So I do not argue that particular interpretations are right vs. wrong, but about reasonable vs. unreasonable. This holds for interpretations understood as research programs (where the mainstream-supported interpretations have not given anything more fundamental beyond QM and GR despite the open problem of finding a consistent theory of QG, thus, have completely failed.) as well as their pedagogical value (where you can see the failure to understand essential parts of QM as well as GR in forum discussions like here). I do not propose to rule out lines of investigation. I argue in favor of adding some competition in form of other lines of investigation, namely the line of investigation to find interpretations as close to classical common sense as possible and then to try to find a theory of QG starting with those interpretations as the research program.

No. I have given arguments which you obviously decide to ignore. The questions of choice between research programs is, IYO, not part of science? And the question how to teach students too?

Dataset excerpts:

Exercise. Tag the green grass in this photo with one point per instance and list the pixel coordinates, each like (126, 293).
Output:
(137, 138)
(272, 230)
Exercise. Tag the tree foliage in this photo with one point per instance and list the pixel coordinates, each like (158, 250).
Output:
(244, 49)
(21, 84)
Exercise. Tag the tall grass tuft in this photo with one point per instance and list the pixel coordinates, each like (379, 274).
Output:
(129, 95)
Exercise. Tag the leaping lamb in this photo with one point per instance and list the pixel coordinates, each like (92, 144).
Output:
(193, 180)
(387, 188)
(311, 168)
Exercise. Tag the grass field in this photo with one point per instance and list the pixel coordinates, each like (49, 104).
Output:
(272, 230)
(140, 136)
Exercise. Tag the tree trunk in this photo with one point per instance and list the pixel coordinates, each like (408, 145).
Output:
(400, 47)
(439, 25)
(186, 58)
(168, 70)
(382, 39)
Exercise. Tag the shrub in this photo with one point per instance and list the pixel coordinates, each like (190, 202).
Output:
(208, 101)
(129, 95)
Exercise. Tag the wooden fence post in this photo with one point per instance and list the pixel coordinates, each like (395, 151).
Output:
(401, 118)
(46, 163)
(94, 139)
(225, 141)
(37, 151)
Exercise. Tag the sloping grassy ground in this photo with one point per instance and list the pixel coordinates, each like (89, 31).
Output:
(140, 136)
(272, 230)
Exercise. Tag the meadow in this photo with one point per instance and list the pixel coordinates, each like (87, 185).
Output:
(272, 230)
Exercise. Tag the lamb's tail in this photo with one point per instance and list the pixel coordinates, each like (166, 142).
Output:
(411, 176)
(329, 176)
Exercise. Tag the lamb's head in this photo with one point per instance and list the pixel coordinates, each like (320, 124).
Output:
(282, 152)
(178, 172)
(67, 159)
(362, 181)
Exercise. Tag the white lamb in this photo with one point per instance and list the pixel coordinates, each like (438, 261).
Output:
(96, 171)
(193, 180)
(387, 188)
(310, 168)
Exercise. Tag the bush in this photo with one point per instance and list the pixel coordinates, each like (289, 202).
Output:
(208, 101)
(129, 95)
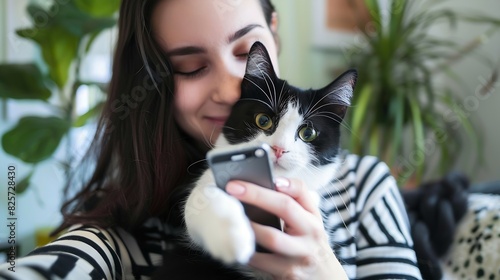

*PROMPT A:* According to the forum post on interpreting quantum theory, what open problem have the mainstream-supported interpretations failed to solve?
*PROMPT B:* Summarize the forum post on interpreting quantum theory in three sentences.
*PROMPT C:* Extend the forum post on interpreting quantum theory past its final question.

*TASK ANSWER A:* Finding a consistent theory of QG.

*TASK ANSWER B:* The writer judges interpretations as reasonable or unreasonable rather than right or wrong, and says mainstream-supported interpretations have failed both as research programs and in teaching value. Without ruling out any line of investigation, the writer argues for adding competition: a program that seeks interpretations as close to classical common sense as possible and tries to build a theory of QG from them. The writer then says the other party ignores the arguments given, and asks whether choosing between research programs and deciding how to teach students are part of science.

*TASK ANSWER C:*
I disagree. The different interpretations are not at all on equal foot. Choices between interpretations are essential for an important part of fundamental science, namely the development of more fundamental theories. Interpretations are simply starting points for research programs. The principles which are preserved in a given interpretation are also those to be preserved in those more fundamental theories. If you start with an interpretation which rejects causality, your research program gives up causality. Your choice. If you think that research programs for more fundamental theories are not relevant, then the next important point is which interpretation is easier to understand, and gives the best intuitions for those who learn it. Here, different interpretations are also in no way on equal foot. Those in better agreement with common sense are clearly easier to understand and, given that one can use the intuitions related with the principles which have not been given up, gives better intuitions too. If you want to prevent pupils from using their intuitions related with classical causality, and think this will help them, your choice. The choice of a research program is a personal guess of the researchers, which have to pay for a wrong choice with a personal complete failure of their whole scientific research. But this harms only the researcher himself. So, given this penalty, here it is reasonable to leave complete freedom. This is not the case if we consider the pedagogical differences. Here the wrong choice by the teacher confuses the students, thus, harms other people.

I'm arguing not about about a particular theory, but about causality. Once all leading theories have interpretations compatible with classical causality, there is no evidence in favor of its rejection. Accepting retrocausality would require the rejection of classical causality. There should be quite serious justifications for this, but there are none.

If you want to take retrocausality seriously, your choice. Extraordinary claims need extraordinary evidence. Causal influences into the past is certainly extraordinary. And there is zero evidence for this, given that already good old dBB theory explains all this nicely without any retrocausality.